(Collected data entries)
• • • •
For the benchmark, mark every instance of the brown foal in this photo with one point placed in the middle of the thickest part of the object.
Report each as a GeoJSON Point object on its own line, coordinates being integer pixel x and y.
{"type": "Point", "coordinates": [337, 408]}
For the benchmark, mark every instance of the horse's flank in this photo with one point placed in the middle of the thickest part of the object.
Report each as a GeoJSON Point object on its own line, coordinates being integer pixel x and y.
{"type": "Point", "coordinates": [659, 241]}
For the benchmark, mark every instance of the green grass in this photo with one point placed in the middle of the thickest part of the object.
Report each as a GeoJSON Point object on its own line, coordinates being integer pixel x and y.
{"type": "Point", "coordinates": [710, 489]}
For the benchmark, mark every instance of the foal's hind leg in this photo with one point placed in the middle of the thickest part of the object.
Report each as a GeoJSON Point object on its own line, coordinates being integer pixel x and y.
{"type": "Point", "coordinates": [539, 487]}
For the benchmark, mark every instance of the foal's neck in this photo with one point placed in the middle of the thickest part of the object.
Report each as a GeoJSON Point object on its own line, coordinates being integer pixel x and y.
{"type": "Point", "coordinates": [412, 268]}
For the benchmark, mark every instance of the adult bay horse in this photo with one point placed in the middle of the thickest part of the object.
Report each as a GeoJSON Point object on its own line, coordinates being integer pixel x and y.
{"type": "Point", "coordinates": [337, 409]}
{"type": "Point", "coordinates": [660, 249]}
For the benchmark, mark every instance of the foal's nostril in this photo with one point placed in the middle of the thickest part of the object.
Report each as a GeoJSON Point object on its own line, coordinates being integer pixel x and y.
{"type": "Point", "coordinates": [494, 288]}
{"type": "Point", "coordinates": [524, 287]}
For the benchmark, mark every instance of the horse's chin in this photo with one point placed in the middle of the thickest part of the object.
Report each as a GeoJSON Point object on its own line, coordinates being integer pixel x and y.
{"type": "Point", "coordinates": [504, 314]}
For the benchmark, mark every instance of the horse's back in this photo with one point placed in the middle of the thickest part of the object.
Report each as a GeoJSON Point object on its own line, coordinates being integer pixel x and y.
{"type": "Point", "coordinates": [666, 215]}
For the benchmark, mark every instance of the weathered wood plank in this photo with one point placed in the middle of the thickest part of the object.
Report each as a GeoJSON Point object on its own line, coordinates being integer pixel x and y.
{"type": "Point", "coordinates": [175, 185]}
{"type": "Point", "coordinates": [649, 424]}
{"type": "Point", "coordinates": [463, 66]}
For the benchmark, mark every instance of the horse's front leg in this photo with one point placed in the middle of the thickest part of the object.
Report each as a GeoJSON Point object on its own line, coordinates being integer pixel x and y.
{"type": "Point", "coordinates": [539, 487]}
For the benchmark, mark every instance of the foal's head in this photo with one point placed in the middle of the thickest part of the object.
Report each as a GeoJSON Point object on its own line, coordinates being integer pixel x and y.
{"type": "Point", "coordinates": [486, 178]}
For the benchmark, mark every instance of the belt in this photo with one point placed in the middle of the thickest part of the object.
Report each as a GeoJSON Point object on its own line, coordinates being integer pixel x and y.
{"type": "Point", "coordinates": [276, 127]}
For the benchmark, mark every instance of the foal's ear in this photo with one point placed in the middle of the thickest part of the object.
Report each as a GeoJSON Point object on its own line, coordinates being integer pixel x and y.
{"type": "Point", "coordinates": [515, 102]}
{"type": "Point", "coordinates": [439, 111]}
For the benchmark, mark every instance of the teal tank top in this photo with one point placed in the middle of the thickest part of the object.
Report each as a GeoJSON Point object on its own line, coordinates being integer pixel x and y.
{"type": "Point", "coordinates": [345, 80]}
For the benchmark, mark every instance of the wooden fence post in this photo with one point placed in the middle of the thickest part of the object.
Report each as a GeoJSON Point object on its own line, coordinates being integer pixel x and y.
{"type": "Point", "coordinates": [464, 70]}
• • • •
**WRITTEN PROBLEM:** Copy all of the data above word for word, leaving every line unchanged.

**CORRECT ANSWER:**
For the benchmark, mark every instance of the brown foal in this photo with one point placed in the middle of the thickest part of the object.
Report each as a GeoJSON Point object on its own line, coordinates being integer pixel x and y.
{"type": "Point", "coordinates": [337, 408]}
For the benchmark, mark every instance of the horse's flank in this photo with one point placed in the middle of the thickest part of the object.
Report each as a GeoJSON Point object on its own line, coordinates being integer pixel x and y.
{"type": "Point", "coordinates": [659, 241]}
For the benchmark, mark every instance of the green grass in this photo with one point placed in the middle of the thickest part of the object.
Report each as a GeoJSON Point object on its own line, coordinates being integer pixel x and y.
{"type": "Point", "coordinates": [710, 489]}
For the benchmark, mark every instance of the foal's hind leg in this photo with one point placed in the middle of the thickest part of the object.
Report each as a GeoJSON Point object on its own line, coordinates being integer pixel x and y.
{"type": "Point", "coordinates": [539, 487]}
For the benchmark, mark every instance of the foal's neck in this photo with one point placed in the middle of the thickest part of the object.
Report each as a GeoJSON Point object on its own line, coordinates being integer pixel x and y.
{"type": "Point", "coordinates": [412, 268]}
For the benchmark, mark every instance of the adult bay horse in this photo with one point placed in the middle of the thickest part of the object.
Report each as a GeoJSON Point object on its own line, coordinates being integer pixel x and y.
{"type": "Point", "coordinates": [337, 409]}
{"type": "Point", "coordinates": [660, 249]}
For the benchmark, mark every instance of the foal's nostril in this photo with one point placed in the middle of the thickest part of the object.
Report each as a GeoJSON Point object on its own line, coordinates being integer pixel x and y.
{"type": "Point", "coordinates": [494, 288]}
{"type": "Point", "coordinates": [524, 287]}
For the benchmark, mark every instance of the horse's chin in this photo with one point placed in the middle of the thickest part of the object.
Report each as a GeoJSON Point object on its own line, coordinates being integer pixel x and y.
{"type": "Point", "coordinates": [504, 314]}
For the benchmark, mark every instance of the horse's back in this photo with one point placed in the middle of the thickest part of the object.
Report each as a GeoJSON Point object on its own line, coordinates being integer pixel x and y.
{"type": "Point", "coordinates": [666, 215]}
For the benchmark, mark every instance of the weathered wood plank in this photo with one point placed in the middle of the thickest part of the object.
Report each as a GeoJSON Point object on its own line, coordinates being integer pixel x and y.
{"type": "Point", "coordinates": [175, 185]}
{"type": "Point", "coordinates": [649, 424]}
{"type": "Point", "coordinates": [463, 66]}
For the benchmark, mark every instance of the horse's front leg in this photo with one point placed in the middle of the thickest part of the object.
Report each as a GeoJSON Point object on its own line, coordinates being integer pixel x and y.
{"type": "Point", "coordinates": [539, 487]}
For the benchmark, mark every instance of the foal's head in this photo with one point placed in the middle of the thickest part of the object.
Report each as a GeoJSON Point object on its own line, coordinates being integer pixel x and y.
{"type": "Point", "coordinates": [486, 178]}
For the benchmark, mark every instance of the belt in this photo with one point placed in the middle of the thickest part of the object.
Report each as a GeoJSON Point object on its own line, coordinates being integer pixel x and y.
{"type": "Point", "coordinates": [276, 127]}
For the benchmark, mark every instance of the foal's ear in this photo with one point placed in the middle of the thickest part of the object.
Report each as a GeoJSON Point object on its own line, coordinates being integer pixel x and y.
{"type": "Point", "coordinates": [515, 102]}
{"type": "Point", "coordinates": [439, 111]}
For the benchmark, mark every instance of the teal tank top in this photo with one point placed in the middle of the thickest part of the object.
Report each as a GeoJSON Point object on its own line, coordinates being integer pixel x and y.
{"type": "Point", "coordinates": [345, 80]}
For the benchmark, mark every instance of the wooden fence post in this photo with one point placed in the middle of the thickest part of the object.
Report each as a GeoJSON Point object on its own line, coordinates being integer pixel x and y.
{"type": "Point", "coordinates": [464, 70]}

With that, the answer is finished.